» Your objective: Write out every entry exactly as given, but omit the pictures.

» Supplied records:

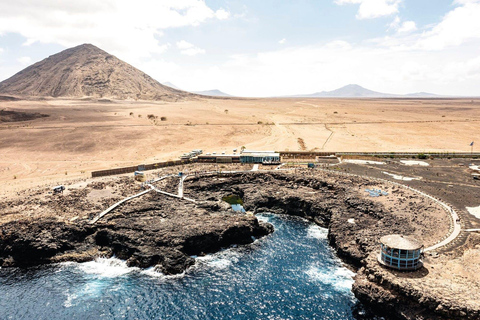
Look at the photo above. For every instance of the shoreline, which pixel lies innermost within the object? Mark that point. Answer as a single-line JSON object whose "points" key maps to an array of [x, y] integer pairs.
{"points": [[329, 201]]}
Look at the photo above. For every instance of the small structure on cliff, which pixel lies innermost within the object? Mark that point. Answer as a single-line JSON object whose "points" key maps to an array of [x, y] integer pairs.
{"points": [[400, 252]]}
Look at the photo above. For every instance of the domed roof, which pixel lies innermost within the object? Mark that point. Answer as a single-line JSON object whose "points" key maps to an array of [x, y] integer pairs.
{"points": [[398, 241]]}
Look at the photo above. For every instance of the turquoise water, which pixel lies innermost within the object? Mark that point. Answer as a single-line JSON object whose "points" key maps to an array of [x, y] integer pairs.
{"points": [[290, 274]]}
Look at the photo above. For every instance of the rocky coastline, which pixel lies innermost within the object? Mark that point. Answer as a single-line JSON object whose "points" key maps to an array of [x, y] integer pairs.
{"points": [[166, 233]]}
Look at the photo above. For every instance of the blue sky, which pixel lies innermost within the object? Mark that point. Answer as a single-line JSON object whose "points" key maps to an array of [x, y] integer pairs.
{"points": [[262, 48]]}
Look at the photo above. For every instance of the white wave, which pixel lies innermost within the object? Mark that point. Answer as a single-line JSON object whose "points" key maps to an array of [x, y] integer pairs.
{"points": [[341, 279], [317, 232], [474, 167], [362, 161], [414, 163], [398, 177], [219, 260], [106, 267], [151, 272], [474, 211]]}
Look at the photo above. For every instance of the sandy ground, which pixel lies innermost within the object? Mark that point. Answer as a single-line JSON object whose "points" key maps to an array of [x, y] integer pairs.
{"points": [[84, 135]]}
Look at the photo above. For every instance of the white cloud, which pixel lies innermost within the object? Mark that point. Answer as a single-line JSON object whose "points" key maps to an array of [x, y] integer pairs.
{"points": [[130, 29], [459, 26], [192, 51], [189, 49], [25, 60], [407, 26], [221, 14], [370, 9], [184, 45]]}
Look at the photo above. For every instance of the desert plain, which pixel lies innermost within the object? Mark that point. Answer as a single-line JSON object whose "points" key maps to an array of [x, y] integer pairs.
{"points": [[78, 136]]}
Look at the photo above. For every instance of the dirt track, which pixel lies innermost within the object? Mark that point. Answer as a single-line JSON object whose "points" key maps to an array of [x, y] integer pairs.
{"points": [[84, 135]]}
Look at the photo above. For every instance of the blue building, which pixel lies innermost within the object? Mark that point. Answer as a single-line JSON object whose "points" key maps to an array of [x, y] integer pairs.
{"points": [[400, 252], [264, 157]]}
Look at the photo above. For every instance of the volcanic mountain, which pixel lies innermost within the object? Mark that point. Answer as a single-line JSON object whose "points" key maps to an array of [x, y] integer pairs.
{"points": [[86, 70]]}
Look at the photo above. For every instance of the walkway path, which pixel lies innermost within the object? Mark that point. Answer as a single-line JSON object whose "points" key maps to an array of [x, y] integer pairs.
{"points": [[103, 213]]}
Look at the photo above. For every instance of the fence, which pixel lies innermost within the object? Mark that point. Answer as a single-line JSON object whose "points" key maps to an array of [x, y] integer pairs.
{"points": [[151, 166]]}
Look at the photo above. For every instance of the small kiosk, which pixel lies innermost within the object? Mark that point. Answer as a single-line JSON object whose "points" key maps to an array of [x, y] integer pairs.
{"points": [[400, 252]]}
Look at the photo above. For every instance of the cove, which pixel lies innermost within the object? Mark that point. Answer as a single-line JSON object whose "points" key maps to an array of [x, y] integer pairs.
{"points": [[290, 274]]}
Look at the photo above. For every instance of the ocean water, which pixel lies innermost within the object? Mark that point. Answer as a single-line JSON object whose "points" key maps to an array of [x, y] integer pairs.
{"points": [[290, 274]]}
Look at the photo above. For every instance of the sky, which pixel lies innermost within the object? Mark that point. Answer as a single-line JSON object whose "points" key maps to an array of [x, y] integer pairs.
{"points": [[261, 48]]}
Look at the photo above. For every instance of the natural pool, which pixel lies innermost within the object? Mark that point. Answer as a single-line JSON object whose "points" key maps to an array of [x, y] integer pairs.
{"points": [[290, 274]]}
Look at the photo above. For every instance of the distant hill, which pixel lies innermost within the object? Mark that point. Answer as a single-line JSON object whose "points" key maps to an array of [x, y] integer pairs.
{"points": [[421, 95], [86, 70], [171, 85], [356, 91], [214, 93]]}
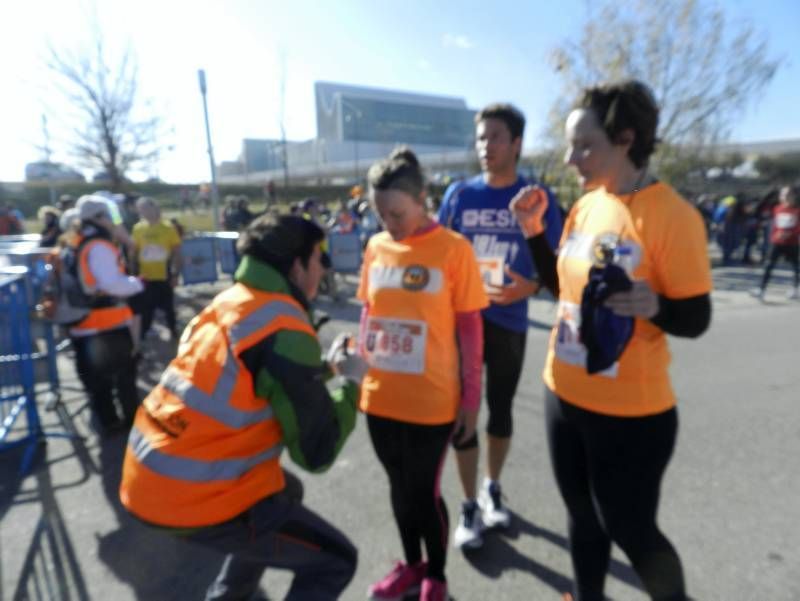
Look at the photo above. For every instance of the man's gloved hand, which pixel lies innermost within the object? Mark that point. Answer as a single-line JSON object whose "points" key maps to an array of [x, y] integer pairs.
{"points": [[344, 361]]}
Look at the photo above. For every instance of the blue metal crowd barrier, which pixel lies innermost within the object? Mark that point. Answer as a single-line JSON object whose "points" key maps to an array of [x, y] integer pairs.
{"points": [[17, 368]]}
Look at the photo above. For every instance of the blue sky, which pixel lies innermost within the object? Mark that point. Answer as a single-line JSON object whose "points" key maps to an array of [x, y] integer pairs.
{"points": [[476, 50]]}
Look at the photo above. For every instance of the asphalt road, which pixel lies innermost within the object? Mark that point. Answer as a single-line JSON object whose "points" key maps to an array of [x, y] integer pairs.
{"points": [[731, 497]]}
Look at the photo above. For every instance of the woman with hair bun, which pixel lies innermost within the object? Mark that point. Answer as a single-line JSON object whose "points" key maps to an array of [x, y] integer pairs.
{"points": [[422, 336], [612, 426]]}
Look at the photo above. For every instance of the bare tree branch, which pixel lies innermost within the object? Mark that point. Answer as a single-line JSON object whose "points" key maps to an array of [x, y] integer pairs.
{"points": [[110, 133]]}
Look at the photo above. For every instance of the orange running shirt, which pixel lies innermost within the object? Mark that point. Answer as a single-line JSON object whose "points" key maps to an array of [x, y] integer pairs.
{"points": [[667, 246], [414, 289]]}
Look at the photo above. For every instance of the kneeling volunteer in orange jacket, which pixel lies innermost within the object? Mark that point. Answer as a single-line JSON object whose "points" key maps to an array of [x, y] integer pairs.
{"points": [[203, 459]]}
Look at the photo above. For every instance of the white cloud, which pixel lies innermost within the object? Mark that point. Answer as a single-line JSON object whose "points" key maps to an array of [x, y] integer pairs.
{"points": [[451, 40]]}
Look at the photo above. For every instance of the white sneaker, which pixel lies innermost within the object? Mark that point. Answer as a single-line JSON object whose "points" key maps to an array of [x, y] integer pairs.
{"points": [[470, 526], [495, 515]]}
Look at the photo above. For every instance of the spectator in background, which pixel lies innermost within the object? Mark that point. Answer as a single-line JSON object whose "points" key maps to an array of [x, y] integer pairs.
{"points": [[127, 209], [244, 214], [764, 211], [65, 202], [726, 221], [185, 200], [751, 228], [51, 230], [157, 263], [102, 341], [269, 193], [178, 227], [230, 214], [9, 223], [368, 221]]}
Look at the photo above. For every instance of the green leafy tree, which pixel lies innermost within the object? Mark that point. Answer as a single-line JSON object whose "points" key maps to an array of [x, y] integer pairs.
{"points": [[703, 68]]}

» Solution to the problem:
Look at the photo above. For every instance of the shoreline, which pixel lies innermost within the object? Mark that point. Answer as a single-line JSON object whose "points" key maps to an array of [x, y] integer pairs.
{"points": [[329, 201]]}
Look at the photo above. For every instance of the small structure on cliff, which pixel lies innermost within the object? Mark that point. Answer as a single-line JSON object whose "points" key maps to an array of [x, y] integer pairs.
{"points": [[400, 252]]}
Look at the photo above. For every instance of the domed roof, which pixel lies innermost within the object? Mark that point. Answer as a single-line JSON object whose "points" key maps to an array of [x, y] integer pairs.
{"points": [[398, 241]]}
Look at the photo above. For every instance of the turquoise water, which pixel lies innermost within the object? Mark that point. Answer as a single-line JSON object whose "points" key maps to an array of [x, y] integer pairs.
{"points": [[290, 274]]}
Look at the photo above. For every instance of the rocky coastline, which pixel lies innermost within the object? Mark that point. Answer as a single-line JSON object whose "points" key maps to an array of [x, y] integer pairs.
{"points": [[166, 233]]}
Look at the photo above. For every instance of the blue sky, which pixel lies innermost within the object? Mark that point. Answer as a single-line JSON object whose "points" key maps to an array of [x, y] integer pairs.
{"points": [[262, 48]]}
Look at the photo above. For every instance of the white wave, which pixel lies innermost within the object? Mark that point. Answer as a single-line JSON object whose "points" key maps to an array of [x, y] integer pairs.
{"points": [[341, 279], [317, 232], [474, 167], [362, 161], [414, 163], [398, 177], [219, 260], [106, 267], [151, 272], [474, 211]]}
Look at the photo above. For every instance of the sandy ground, which pixel lies innermost within the object? Mark that point. Answer as a single-line JSON object whose "points" key maps to an array of [x, y] integer pairs.
{"points": [[84, 135]]}
Look at the photo above. For every instance of the white cloud, which pixel lies innermost within the object? Mark that point. Answer as a single-line JSON object whose "points" key maps to an array of [x, y] integer pairs.
{"points": [[130, 29], [459, 26], [192, 51], [189, 49], [25, 60], [407, 26], [221, 14], [370, 9], [184, 45]]}
Look at the photo above. For every instance of the desert plain, which pixel lies innermost within the object? Mark that point. Answer as a single-line JSON object whose "points" key maps to an array of [x, y] integer pairs.
{"points": [[78, 136]]}
Look at the photo above. For every instance of the dirt track, which pixel lies innermost within the object? Mark that point. Answer as a single-line JSON object whose "points" key maps to an array of [x, y] integer pairs.
{"points": [[84, 135]]}
Look at the photo above. For every instance of the blue building, which pixel lies innermost within the object? Mark that point. Answer as a single-line JSON object whose "points" key maps to an array of [x, y] integer pairs.
{"points": [[400, 252], [264, 157]]}
Look at the photo above. For every instance of the volcanic mountain, which pixel lies innermost within the object? Mark that point. Answer as a single-line JSON object whose "points" key maps to an array of [x, y] integer pairs.
{"points": [[86, 70]]}
Look at the photo above. For every instance of the walkway path, which pixel lies innermost within the object? Mark that point. Answer as a single-line JSON object whose "points" key maps to an array of [x, y] integer pairs.
{"points": [[103, 213]]}
Look at the photo above. For every instance of the fence, which pixel lies innermost within the object? Mark that point. Answer as a single-line JSON object whose "points" key maps to an array of [x, y] integer pairs.
{"points": [[151, 166]]}
Look at the photo above. For every instance of the small kiosk, which pixel lies innermost within the object? Mark that point. Answer as a single-line JSON object whose "points" key maps to an array of [x, y] integer pairs.
{"points": [[400, 252]]}
Look at the photo above. For every instance of the cove, which pixel lies innermost within the object? Mark that point. Answer as a single-line JSON object whose "points" key maps to an array of [x, y] integer pairs.
{"points": [[290, 274]]}
Look at the photo above. For every instance of the ocean water, which pixel lies innermost within the object? Mark that point. Answer as a single-line JSON object whose "points" key maps to an array of [x, y] integer pairs.
{"points": [[290, 274]]}
Look at the photo above. For every instance of the sky, which pixel lies innermost within the object? Mark that point. Answer as a single-line JSON object whose "points" key maps to an array of [x, y] integer pairs.
{"points": [[261, 48]]}
Look at the photo above. For every instance of the natural pool, which pixel lies innermost within the object? Mark that point. Answer as a single-line JSON object whose "points" key maps to an array of [x, y] integer pairs.
{"points": [[290, 274]]}
Look at the photo above. For every instance of the distant hill, which pixel lies innermost within the object? Mark that point. Answer as a single-line JSON object whose "points" key maps to an array of [x, y] integer pairs.
{"points": [[421, 95], [86, 70], [171, 85], [356, 91], [214, 93]]}
Look at the photo above. For every instance of the man's gloved hand, which pixel lies innermost within the object? Mark that point. Answer as a single-line JSON object whose "points" key maps to an array of [x, y] integer pairs.
{"points": [[344, 361]]}
Look at the photo above. For every instance of the blue metal crowd barrier, which pixel lies innermost within the object? Mark that point. Answer as a single-line JSON object whose "points" key maps to an array of [x, y] integer pairs.
{"points": [[17, 368]]}
Look at the photo above. For every instance of the blue sky, which pixel lies innermost within the object? Mark that point. Answer as a single-line JSON object whose "points" key maps to an array of [x, y] integer pairs.
{"points": [[476, 50]]}
Look at the photo above. For every instance of the asphalt road, which pixel lies innermost within the object? Mark that point. Answer as a single-line JSON object whose "points" key maps to an array of [x, y] integer pairs.
{"points": [[731, 497]]}
Look at the photo above. For every instance of the woman with hair bun, which pixel lies innermost within the object? Mark that point. Answer as a single-line JSON object whose "points" key maps to an array of [x, y] integer pairs.
{"points": [[422, 336], [612, 426]]}
Look at the photo above. For every instance of the bare tree branch, which pixel lies innermost within the object? Mark that point. Answer as a single-line JSON object whose "points" key maps to an array of [x, y] integer pairs.
{"points": [[110, 133]]}
Look at the photo above. For every instance of the orange running shirt, which pixel lies innermost within the object? Mark that point. Answer as a single-line JSON object whose "points" key maps to an array of [x, y] integer pairs.
{"points": [[667, 246], [414, 289]]}
Look at the photo above. For every instance of the kneeling volunteer in orange jacket, which pixel lies innermost within the object? Mark that point. Answer as a single-line JSON object whose "points" key maps to an array of [x, y] integer pairs.
{"points": [[203, 459]]}
Look at the photo above. For every instance of the white cloud, which pixel lies innermost within the object? Mark that point. Answer as a single-line JSON object whose "points" key maps to an array of [x, y] integer pairs.
{"points": [[451, 40]]}
Look at the photo above. For every instance of the white sneaker, which pixel lies innermost within the object? Mark that point. Answer as a single-line JSON object whose "points" key maps to an array of [x, y] integer pairs.
{"points": [[470, 526], [495, 515]]}
Look at the photo above. For every instance of the spectator in background, which pixel lies innermost within the object? Mark that point. Answer as a single-line JSON object whose "points" key maps to an array of [x, y] integer pairs.
{"points": [[127, 209], [244, 214], [764, 211], [65, 202], [726, 221], [185, 200], [751, 228], [51, 230], [157, 263], [102, 341], [269, 193], [178, 227], [230, 214], [9, 223], [368, 221]]}
Look at the photo above. For every instance of the green leafy tree, which pixel lies innermost within the object? Mark that point. Answer as a single-line JSON object whose "points" key maps to an array of [x, y] integer pairs.
{"points": [[703, 68]]}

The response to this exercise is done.